*Exercise requirements:* Write all of the entries again. Keep them exactly as they are.

+++

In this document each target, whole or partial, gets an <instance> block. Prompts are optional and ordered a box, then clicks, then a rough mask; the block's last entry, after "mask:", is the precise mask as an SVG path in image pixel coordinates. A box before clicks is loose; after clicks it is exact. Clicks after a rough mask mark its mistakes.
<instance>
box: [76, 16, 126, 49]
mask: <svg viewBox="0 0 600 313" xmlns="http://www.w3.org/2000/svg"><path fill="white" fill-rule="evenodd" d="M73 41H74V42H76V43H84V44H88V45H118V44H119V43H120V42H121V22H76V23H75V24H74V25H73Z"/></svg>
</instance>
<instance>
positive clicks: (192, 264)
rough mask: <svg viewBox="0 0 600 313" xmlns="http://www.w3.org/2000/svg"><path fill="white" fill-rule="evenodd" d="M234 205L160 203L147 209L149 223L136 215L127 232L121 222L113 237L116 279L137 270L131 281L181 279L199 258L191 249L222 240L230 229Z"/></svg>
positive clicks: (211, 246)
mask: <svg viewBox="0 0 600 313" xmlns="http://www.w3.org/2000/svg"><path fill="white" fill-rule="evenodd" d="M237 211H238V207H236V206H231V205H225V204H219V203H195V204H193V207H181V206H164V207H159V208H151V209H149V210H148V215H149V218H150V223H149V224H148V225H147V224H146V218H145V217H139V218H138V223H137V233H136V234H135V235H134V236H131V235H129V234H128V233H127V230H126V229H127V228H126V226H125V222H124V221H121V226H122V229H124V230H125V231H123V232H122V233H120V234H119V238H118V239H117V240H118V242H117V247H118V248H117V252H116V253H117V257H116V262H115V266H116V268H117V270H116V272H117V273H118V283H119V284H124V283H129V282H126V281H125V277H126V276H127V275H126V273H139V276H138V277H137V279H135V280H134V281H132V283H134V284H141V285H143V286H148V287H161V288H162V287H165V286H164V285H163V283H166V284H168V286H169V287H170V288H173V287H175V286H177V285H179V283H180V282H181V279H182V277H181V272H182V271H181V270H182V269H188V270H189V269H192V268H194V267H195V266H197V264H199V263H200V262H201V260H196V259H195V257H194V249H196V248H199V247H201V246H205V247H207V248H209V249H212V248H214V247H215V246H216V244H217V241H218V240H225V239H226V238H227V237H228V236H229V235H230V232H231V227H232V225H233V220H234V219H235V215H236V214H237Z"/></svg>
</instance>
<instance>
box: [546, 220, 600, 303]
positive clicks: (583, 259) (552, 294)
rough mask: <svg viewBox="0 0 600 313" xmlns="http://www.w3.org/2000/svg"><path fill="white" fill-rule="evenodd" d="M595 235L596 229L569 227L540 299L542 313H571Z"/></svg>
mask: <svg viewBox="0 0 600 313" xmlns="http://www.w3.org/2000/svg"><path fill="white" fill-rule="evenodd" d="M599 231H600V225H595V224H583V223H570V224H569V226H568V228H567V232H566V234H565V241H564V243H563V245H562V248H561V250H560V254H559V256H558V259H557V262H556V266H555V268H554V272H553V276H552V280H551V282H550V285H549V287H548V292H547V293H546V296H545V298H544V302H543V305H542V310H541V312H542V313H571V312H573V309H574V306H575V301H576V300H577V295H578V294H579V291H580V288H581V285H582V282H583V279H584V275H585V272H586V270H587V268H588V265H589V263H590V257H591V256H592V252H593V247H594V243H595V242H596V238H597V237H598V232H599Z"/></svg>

+++

*Task answer:*
In this document each target, whole or partial, gets an <instance> block. Prompts are optional and ordered a box, then clicks, then a rough mask; the block's last entry, after "mask:", is the precise mask as an SVG path in image pixel coordinates. A box before clicks is loose; after clicks it is exact. Clicks after a rough mask mark its mistakes.
<instance>
box: [76, 16, 126, 49]
mask: <svg viewBox="0 0 600 313" xmlns="http://www.w3.org/2000/svg"><path fill="white" fill-rule="evenodd" d="M73 41H74V42H76V43H84V44H88V45H118V44H119V43H120V42H121V22H76V23H75V24H74V25H73Z"/></svg>
</instance>
<instance>
positive clicks: (192, 264)
rough mask: <svg viewBox="0 0 600 313" xmlns="http://www.w3.org/2000/svg"><path fill="white" fill-rule="evenodd" d="M234 205L160 203L147 209L149 223L136 215L127 232L121 222L113 237L116 279L137 270L131 281L181 279L199 258L191 249L222 240L230 229Z"/></svg>
positive clicks: (211, 246)
mask: <svg viewBox="0 0 600 313" xmlns="http://www.w3.org/2000/svg"><path fill="white" fill-rule="evenodd" d="M237 211H238V207H236V206H231V205H225V204H219V203H195V204H193V207H181V206H164V207H159V208H151V209H149V210H148V215H149V218H150V223H149V224H148V225H147V224H146V218H145V217H139V218H138V223H137V233H136V234H135V235H134V236H131V235H129V234H128V233H127V230H126V229H127V228H126V226H125V222H124V221H121V226H122V229H124V230H125V231H123V232H122V233H120V234H119V238H118V239H117V240H118V242H117V247H118V248H117V252H116V253H117V257H116V262H115V266H116V268H117V270H116V272H117V273H118V283H119V284H124V283H129V282H126V281H125V277H126V276H127V275H126V273H139V276H138V277H137V279H135V280H134V281H132V283H134V284H141V285H143V286H148V287H161V288H162V287H165V286H164V285H163V283H166V284H168V286H169V287H170V288H173V287H175V286H177V285H179V283H180V282H181V279H182V277H181V272H182V271H181V270H182V269H188V270H189V269H192V268H194V267H195V266H197V264H199V263H200V262H201V260H196V259H195V257H194V249H196V248H199V247H201V246H205V247H207V248H209V249H212V248H214V247H215V246H216V244H217V241H218V240H225V239H226V238H227V237H228V236H229V235H230V232H231V227H232V225H233V220H234V219H235V215H236V214H237Z"/></svg>
</instance>
<instance>
box: [546, 220, 600, 303]
positive clicks: (583, 259) (552, 294)
rough mask: <svg viewBox="0 0 600 313" xmlns="http://www.w3.org/2000/svg"><path fill="white" fill-rule="evenodd" d="M595 235L596 229L569 227L540 299L542 313H571Z"/></svg>
mask: <svg viewBox="0 0 600 313" xmlns="http://www.w3.org/2000/svg"><path fill="white" fill-rule="evenodd" d="M599 231H600V225H595V224H583V223H570V224H569V226H568V228H567V232H566V234H565V241H564V243H563V245H562V248H561V250H560V254H559V256H558V259H557V262H556V266H555V268H554V272H553V276H552V280H551V282H550V285H549V287H548V292H547V293H546V296H545V298H544V302H543V305H542V310H541V312H542V313H571V312H573V309H574V306H575V301H576V300H577V295H578V294H579V291H580V288H581V285H582V282H583V279H584V275H585V272H586V270H587V268H588V265H589V263H590V257H591V256H592V252H593V247H594V243H595V242H596V238H597V237H598V232H599Z"/></svg>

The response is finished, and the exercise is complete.